• Azioni richieste
- 1) Modifica il brano dell'articolo sullo Xinjiang: comincia dalle parole "Sono passati quasi" e fermati dopo "giudizio delle autorità.", sostituendo "netizen" con "internauti".
- 2) Prosegui l'articolo sullo Xinjiang dal punto in cui si interrompe.

Internet, ritorno allo Xinjiang

Internet, ritorno allo Xinjiang

Dopo il blackout nel corso della scorsa estate, prime timide luci illumineranno la Rete della Cina occidentale. Intanto, la lotta ai contenuti illeciti si farà più aspra. Con un nuovo alleato: Apple
Dopo il blackout nel corso della scorsa estate, prime timide luci illumineranno la Rete della Cina occidentale. Intanto, la lotta ai contenuti illeciti si farà più aspra. Con un nuovo alleato: Apple

Sono passati quasi sei mesi dal grande blackout che aveva celato alla vista dei netizen cinesi le immagini della protesta nella provincia dello Xinjiang. Sei mesi in cui migliaia di persone sono state arrestate e in cui numerosi provider locali sono stati ridotti alla completa immobilità. La luce dei servizi Internet pare ora essere tornata nelle zone a nord ovest della Repubblica Popolare, anche se con ritmi lenti, un passo alla volta, a seconda del definitivo giudizio delle autorità.

Stando a quanto riportato , i piani sarebbero precisi, anche se da intraprendere passo dopo passo. Torneranno nello Xinjiang gli SMS, le connessioni telefoniche internazionali e l’accesso ad alcuni principali siti web . Ci vorranno tuttavia alcuni mesi, come illustrato dalle stesse autorità della regione autonoma di Xinjiang Uygur in un documento ufficiale. Un periodo di tempo in cui dovrebbero essere riaperti innanzitutto gli spazi online di people.com.cn – sito ufficiale del quotidiano People ‘s Daily – e Xinhuanet.com .

• Estratto dei dati
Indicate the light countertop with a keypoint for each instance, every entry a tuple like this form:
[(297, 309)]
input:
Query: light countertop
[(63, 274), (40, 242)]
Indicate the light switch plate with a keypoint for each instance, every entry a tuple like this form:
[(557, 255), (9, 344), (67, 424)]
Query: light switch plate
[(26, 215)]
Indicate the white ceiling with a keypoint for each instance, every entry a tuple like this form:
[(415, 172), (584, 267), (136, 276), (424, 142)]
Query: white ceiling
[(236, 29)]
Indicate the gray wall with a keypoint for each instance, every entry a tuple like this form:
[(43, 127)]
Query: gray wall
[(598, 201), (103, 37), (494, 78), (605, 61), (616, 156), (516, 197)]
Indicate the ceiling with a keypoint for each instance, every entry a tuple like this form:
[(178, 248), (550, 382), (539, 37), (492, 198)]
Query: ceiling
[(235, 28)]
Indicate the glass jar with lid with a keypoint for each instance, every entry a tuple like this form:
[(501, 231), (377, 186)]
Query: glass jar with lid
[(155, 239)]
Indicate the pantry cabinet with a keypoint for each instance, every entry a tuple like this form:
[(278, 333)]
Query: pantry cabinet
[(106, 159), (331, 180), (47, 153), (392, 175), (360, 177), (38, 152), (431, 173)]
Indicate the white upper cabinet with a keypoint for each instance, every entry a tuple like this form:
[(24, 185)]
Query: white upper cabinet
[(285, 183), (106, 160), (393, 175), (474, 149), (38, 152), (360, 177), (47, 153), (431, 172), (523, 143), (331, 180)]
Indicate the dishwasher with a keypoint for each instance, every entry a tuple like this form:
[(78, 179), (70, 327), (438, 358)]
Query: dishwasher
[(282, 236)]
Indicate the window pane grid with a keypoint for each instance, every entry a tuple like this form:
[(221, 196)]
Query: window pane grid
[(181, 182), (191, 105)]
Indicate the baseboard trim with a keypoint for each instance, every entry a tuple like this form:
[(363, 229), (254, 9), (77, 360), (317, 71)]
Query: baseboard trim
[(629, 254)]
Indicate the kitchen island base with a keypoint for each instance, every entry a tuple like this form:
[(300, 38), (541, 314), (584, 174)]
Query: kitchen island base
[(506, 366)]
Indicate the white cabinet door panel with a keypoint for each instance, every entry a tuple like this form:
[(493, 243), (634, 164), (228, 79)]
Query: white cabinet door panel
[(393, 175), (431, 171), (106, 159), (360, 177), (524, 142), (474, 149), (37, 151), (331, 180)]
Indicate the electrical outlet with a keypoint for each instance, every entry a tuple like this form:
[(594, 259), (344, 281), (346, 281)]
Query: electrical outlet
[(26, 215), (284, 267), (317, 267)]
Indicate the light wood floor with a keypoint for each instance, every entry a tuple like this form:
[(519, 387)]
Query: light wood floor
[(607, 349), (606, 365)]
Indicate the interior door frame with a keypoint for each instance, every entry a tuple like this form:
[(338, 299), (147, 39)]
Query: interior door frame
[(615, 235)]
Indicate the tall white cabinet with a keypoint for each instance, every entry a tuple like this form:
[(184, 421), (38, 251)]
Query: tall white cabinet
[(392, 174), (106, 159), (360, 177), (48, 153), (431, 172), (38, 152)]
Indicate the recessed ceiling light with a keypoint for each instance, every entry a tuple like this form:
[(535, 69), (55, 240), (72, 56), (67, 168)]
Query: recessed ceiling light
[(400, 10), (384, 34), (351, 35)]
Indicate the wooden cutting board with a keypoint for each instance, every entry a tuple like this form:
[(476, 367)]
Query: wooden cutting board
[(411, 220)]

• Risposte
- 1)
Sono passati quasi sei mesi dal grande blackout che aveva celato alla vista dei internauti cinesi le immagini della protesta nella provincia dello Xinjiang. Sei mesi in cui migliaia di persone sono state arrestate e in cui numerosi provider locali sono stati ridotti alla completa immobilità. La luce dei servizi Internet pare ora essere tornata nelle zone a nord ovest della Repubblica Popolare, anche se con ritmi lenti, un passo alla volta, a seconda del definitivo giudizio delle autorità.

- 2)
Una piccola vittoria annunciata, all’interno di una battaglia di più ampie proporzioni, sulla Grande Muraglia della Rete del paese asiatico. Nuovi fornitori di connettività sono stati ultimamente scoperti dal centro cinese per i contenuti illeciti su Internet, accusati di aver contribuito a diffondere materiale immorale e pornografico. Nessuna sanzione pare essere stata decisa dal governo, che ha chiesto agli undici ISP di rimediare immediatamente al problema.

Nuovi provider, vecchi problemi. Il ministero cinese per la Pubblica Sicurezza ha avvisato che l’anno appena iniziato sarà ancora più aspro per i promotori di certe attività immorali della Rete. Che saranno potenziati i controlli del web e che gli ISP cinesi dovranno utilizzare forme di prevenzione. Il tutto condito con qualche dato del 2009 da poco conclusosi: le autorità di Pechino hanno arrestato quasi 6mila persone , oltre ad aver intrapreso circa 4200 investigazioni.

Le autorità non hanno parlato di investigazioni, ma di chiarezza che andrebbe fatta su un presunto accordo tra Apple e China Unicom, azienda che da due mesi distribuisce nel paese asiatico i modelli di iPhone. “Gli abbonati di iPhone in Cina – ha tuonato Reporters Sans Frontiers (RSF) – hanno il diritto di sapere a che cosa non hanno libero accesso. L’azienda statunitense si unisce al club delle imprese che applicano la censura nel paese. Ed è una grande delusione nei confronti di un gruppo che ha basato la sua campagna pubblicitaria sull’idea di think different “.

Al centro delle critiche, una stretta di mano tra Cupertino e China Unicom per bloccare l’accesso dei netizen cinesi a un gruppo di applicazioni software relative al Dalai Lama e al leader degli uiguri Rebiya Kadeer. Tra queste, Dalai Lama Prayerwheel , che raccoglie una serie di testi spirituali attualmente proibiti in Cina. A differenza degli altri Apple Store, per rispettare le leggi locali il punto vendita virtuale del paese asiatico risulterebbe privo di applicazioni del genere, non rintracciabili una volta ricercata la parola chiave.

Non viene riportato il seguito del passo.